[Excerpts from a dataset]
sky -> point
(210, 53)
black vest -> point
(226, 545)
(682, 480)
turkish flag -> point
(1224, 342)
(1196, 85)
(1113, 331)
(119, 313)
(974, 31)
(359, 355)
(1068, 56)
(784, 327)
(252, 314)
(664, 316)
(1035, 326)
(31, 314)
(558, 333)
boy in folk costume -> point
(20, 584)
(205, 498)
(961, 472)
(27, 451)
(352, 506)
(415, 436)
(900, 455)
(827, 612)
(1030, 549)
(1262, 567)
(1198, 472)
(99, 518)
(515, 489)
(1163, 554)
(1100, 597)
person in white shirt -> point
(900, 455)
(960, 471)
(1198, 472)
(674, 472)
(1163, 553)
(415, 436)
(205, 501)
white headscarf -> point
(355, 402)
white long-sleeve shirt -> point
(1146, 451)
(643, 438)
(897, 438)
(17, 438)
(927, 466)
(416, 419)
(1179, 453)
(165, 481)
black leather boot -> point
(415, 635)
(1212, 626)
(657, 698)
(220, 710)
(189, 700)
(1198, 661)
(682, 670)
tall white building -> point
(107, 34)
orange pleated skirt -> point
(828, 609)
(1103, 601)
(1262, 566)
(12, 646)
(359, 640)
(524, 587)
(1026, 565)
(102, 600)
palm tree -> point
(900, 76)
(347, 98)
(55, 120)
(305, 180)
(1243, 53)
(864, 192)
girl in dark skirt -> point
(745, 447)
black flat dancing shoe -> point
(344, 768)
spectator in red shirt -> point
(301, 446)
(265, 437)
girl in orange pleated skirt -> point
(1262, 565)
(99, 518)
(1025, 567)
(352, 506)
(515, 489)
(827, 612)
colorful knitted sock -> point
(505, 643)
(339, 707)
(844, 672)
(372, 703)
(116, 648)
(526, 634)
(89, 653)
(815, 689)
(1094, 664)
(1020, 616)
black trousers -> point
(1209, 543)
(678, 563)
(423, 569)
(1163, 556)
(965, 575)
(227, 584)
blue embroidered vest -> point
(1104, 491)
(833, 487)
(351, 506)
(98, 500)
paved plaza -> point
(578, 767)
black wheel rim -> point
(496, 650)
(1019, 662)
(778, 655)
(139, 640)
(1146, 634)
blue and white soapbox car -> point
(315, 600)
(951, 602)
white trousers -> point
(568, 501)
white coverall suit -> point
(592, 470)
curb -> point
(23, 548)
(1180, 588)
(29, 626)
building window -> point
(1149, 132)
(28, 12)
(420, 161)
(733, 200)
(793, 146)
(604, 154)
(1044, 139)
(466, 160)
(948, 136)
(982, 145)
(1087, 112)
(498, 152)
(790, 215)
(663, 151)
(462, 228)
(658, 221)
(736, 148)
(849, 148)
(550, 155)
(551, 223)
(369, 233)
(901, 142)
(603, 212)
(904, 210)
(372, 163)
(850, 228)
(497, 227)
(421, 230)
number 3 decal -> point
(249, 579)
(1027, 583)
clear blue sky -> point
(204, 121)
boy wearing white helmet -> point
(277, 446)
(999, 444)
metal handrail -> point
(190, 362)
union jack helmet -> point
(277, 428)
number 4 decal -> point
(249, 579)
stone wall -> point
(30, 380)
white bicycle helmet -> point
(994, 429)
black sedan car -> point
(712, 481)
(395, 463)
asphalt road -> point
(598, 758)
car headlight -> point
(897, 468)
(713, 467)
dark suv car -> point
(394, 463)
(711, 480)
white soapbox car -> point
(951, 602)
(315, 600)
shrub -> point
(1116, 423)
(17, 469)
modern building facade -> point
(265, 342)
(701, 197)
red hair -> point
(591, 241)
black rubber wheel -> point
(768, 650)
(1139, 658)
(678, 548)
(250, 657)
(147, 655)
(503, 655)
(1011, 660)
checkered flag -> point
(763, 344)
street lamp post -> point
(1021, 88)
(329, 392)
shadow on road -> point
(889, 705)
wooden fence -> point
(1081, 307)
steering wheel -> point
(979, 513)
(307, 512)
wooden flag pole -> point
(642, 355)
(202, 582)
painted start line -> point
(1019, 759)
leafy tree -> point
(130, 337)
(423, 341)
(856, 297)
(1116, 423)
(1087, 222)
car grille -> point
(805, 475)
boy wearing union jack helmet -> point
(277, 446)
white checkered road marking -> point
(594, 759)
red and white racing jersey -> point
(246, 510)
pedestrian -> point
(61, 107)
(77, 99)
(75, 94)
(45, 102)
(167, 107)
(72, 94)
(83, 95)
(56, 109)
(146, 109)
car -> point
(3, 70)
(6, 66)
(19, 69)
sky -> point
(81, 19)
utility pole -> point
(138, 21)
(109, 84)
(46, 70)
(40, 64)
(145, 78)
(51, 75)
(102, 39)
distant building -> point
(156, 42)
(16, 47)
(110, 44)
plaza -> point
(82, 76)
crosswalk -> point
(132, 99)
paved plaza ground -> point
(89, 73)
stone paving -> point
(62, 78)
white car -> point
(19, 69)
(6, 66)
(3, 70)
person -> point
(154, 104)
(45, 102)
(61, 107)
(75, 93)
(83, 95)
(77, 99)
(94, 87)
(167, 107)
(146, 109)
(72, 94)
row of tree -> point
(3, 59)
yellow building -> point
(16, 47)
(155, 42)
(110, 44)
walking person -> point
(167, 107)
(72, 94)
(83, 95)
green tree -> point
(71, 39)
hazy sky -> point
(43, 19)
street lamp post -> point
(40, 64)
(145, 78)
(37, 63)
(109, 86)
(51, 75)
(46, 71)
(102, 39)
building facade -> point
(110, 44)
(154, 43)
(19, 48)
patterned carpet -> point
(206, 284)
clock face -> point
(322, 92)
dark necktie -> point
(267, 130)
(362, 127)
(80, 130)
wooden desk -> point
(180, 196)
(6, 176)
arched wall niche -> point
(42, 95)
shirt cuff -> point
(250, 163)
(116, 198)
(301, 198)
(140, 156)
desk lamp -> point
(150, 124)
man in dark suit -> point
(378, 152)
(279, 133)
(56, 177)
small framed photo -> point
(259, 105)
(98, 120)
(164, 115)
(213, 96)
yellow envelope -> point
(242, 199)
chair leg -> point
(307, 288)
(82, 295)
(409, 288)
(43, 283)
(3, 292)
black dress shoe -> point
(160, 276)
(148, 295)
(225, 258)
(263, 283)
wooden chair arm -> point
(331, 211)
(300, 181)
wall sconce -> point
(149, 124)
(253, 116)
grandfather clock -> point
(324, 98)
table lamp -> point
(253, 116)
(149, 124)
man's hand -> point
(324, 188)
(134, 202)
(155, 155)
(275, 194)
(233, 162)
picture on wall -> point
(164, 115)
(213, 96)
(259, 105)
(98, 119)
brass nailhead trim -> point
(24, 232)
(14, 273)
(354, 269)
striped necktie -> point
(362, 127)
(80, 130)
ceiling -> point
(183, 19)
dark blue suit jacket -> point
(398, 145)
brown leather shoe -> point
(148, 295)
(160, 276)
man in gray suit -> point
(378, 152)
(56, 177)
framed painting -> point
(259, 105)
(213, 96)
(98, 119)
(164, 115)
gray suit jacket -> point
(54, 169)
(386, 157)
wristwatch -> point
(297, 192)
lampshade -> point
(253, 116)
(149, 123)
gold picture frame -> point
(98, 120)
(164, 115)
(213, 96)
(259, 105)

● The task
Retype the records above exactly.

● Reply
sky -> point
(210, 53)
black vest -> point
(226, 545)
(682, 480)
turkish flag -> point
(1224, 342)
(1196, 85)
(1113, 331)
(119, 313)
(974, 31)
(359, 355)
(1068, 56)
(784, 327)
(252, 314)
(664, 316)
(1035, 326)
(31, 314)
(558, 333)
boy in folk costume -> point
(20, 584)
(205, 498)
(961, 472)
(27, 451)
(352, 506)
(415, 436)
(900, 455)
(827, 612)
(1030, 549)
(1262, 567)
(1198, 472)
(99, 518)
(515, 489)
(1163, 554)
(1100, 597)
person in white shirt -> point
(900, 455)
(960, 471)
(1198, 472)
(674, 472)
(1163, 553)
(415, 436)
(205, 501)
white headscarf -> point
(355, 402)
white long-sleeve shirt -> point
(1146, 451)
(643, 438)
(897, 438)
(17, 438)
(927, 466)
(416, 419)
(1179, 453)
(165, 481)
black leather boot -> point
(415, 635)
(1212, 626)
(657, 698)
(220, 710)
(189, 700)
(1198, 661)
(682, 670)
tall white building -> point
(107, 34)
orange pleated skirt -> point
(828, 609)
(1103, 601)
(1262, 566)
(12, 646)
(359, 640)
(524, 587)
(1026, 565)
(102, 600)
palm tree -> point
(900, 76)
(347, 98)
(55, 120)
(305, 180)
(1243, 53)
(864, 192)
girl in dark skirt -> point
(745, 447)
black flat dancing shoe -> point
(344, 768)
spectator in red shirt -> point
(301, 446)
(265, 437)
girl in orange pleated skirt -> point
(1262, 565)
(99, 518)
(1025, 567)
(352, 506)
(515, 489)
(827, 612)
colorful knitted sock -> point
(505, 643)
(339, 707)
(844, 672)
(372, 703)
(116, 648)
(526, 634)
(89, 653)
(815, 689)
(1094, 664)
(1020, 616)
black trousers -> point
(1209, 543)
(678, 563)
(423, 569)
(1163, 556)
(965, 575)
(227, 584)
blue embroidered vest -> point
(1104, 491)
(833, 487)
(351, 506)
(98, 500)
paved plaza -> point
(578, 767)
black wheel rim -> point
(496, 650)
(1019, 662)
(778, 655)
(139, 640)
(1146, 634)
blue and white soapbox car -> point
(315, 600)
(951, 602)
white trousers -> point
(568, 501)
white coverall suit -> point
(592, 470)
curb -> point
(23, 548)
(1180, 588)
(29, 626)
building window -> point
(1149, 132)
(28, 12)
(420, 161)
(733, 200)
(793, 146)
(604, 154)
(1044, 139)
(466, 160)
(948, 136)
(982, 145)
(1087, 112)
(498, 152)
(790, 215)
(663, 151)
(462, 228)
(658, 221)
(736, 148)
(849, 148)
(550, 155)
(551, 223)
(369, 233)
(901, 142)
(603, 212)
(904, 210)
(372, 163)
(850, 228)
(497, 227)
(421, 230)
number 3 decal -> point
(249, 579)
(1027, 583)
clear blue sky -> point
(204, 121)
boy wearing white helmet -> point
(277, 446)
(999, 444)
metal handrail -> point
(190, 362)
union jack helmet -> point
(277, 428)
number 4 decal -> point
(249, 579)
stone wall -> point
(30, 380)
white bicycle helmet -> point
(994, 429)
black sedan car -> point
(712, 481)
(395, 463)
asphalt road -> point
(598, 758)
car headlight -> point
(897, 468)
(713, 467)
dark suv car -> point
(394, 463)
(711, 480)
white soapbox car -> point
(951, 602)
(315, 600)
shrub -> point
(1116, 423)
(17, 469)
modern building facade -> point
(265, 342)
(701, 197)
red hair -> point
(591, 241)
black rubber wheel -> point
(768, 650)
(1139, 658)
(678, 548)
(250, 657)
(147, 655)
(503, 655)
(1011, 660)
checkered flag -> point
(763, 344)
street lamp post -> point
(1021, 88)
(329, 392)
shadow on road -> point
(889, 705)
wooden fence -> point
(1081, 307)
steering wheel -> point
(979, 513)
(307, 512)
wooden flag pole -> point
(642, 355)
(202, 582)
painted start line -> point
(1019, 759)
leafy tree -> point
(130, 337)
(423, 341)
(856, 297)
(1116, 423)
(1087, 222)
car grille -> point
(805, 475)
boy wearing union jack helmet -> point
(277, 446)
white checkered road marking -> point
(594, 759)
red and white racing jersey -> point
(246, 510)
pedestrian -> point
(61, 107)
(77, 99)
(75, 94)
(45, 102)
(167, 107)
(72, 94)
(83, 95)
(56, 109)
(146, 109)
car -> point
(3, 70)
(6, 66)
(19, 69)
sky -> point
(81, 19)
utility pole -> point
(138, 21)
(109, 84)
(46, 70)
(40, 64)
(145, 78)
(51, 75)
(102, 39)
distant building -> point
(156, 42)
(16, 47)
(110, 44)
plaza -> point
(82, 76)
crosswalk -> point
(132, 99)
paved plaza ground -> point
(89, 73)
stone paving -> point
(62, 78)
white car -> point
(19, 69)
(6, 66)
(3, 70)
person -> point
(154, 104)
(45, 102)
(61, 107)
(75, 93)
(83, 95)
(77, 99)
(94, 87)
(167, 107)
(146, 109)
(72, 94)
row of tree -> point
(3, 59)
yellow building -> point
(16, 47)
(155, 42)
(110, 44)
walking person -> point
(167, 107)
(72, 94)
(83, 95)
green tree -> point
(71, 39)
hazy sky -> point
(43, 19)
street lamp post -> point
(40, 64)
(145, 78)
(37, 63)
(109, 86)
(51, 75)
(46, 71)
(102, 39)
building facade -> point
(110, 44)
(154, 43)
(19, 48)
patterned carpet -> point
(206, 284)
clock face -> point
(322, 92)
dark necktie -> point
(267, 130)
(362, 127)
(80, 130)
wooden desk -> point
(180, 196)
(6, 176)
arched wall niche -> point
(42, 95)
shirt cuff -> point
(250, 163)
(116, 198)
(301, 198)
(140, 156)
desk lamp -> point
(150, 124)
man in dark suit -> point
(378, 152)
(279, 133)
(56, 177)
small framed photo -> point
(259, 105)
(98, 120)
(164, 115)
(213, 96)
yellow envelope -> point
(242, 199)
chair leg -> point
(307, 288)
(82, 295)
(409, 288)
(43, 283)
(3, 292)
black dress shoe -> point
(160, 276)
(148, 295)
(225, 258)
(263, 283)
wooden chair arm -> point
(331, 211)
(300, 181)
wall sconce -> point
(149, 124)
(253, 116)
grandfather clock -> point
(324, 98)
table lamp -> point
(253, 116)
(149, 124)
man's hand -> point
(324, 188)
(134, 202)
(155, 155)
(275, 194)
(233, 162)
picture on wall -> point
(164, 115)
(213, 96)
(259, 105)
(98, 119)
brass nailhead trim -> point
(24, 232)
(14, 273)
(354, 269)
striped necktie -> point
(362, 127)
(80, 130)
ceiling -> point
(183, 19)
dark blue suit jacket -> point
(398, 145)
brown leather shoe -> point
(148, 295)
(160, 276)
man in gray suit -> point
(378, 152)
(56, 177)
framed painting -> point
(259, 105)
(213, 96)
(98, 119)
(164, 115)
gray suit jacket -> point
(54, 169)
(386, 157)
wristwatch -> point
(297, 192)
lampshade -> point
(253, 116)
(149, 123)
gold picture frame -> point
(98, 120)
(164, 115)
(213, 96)
(259, 105)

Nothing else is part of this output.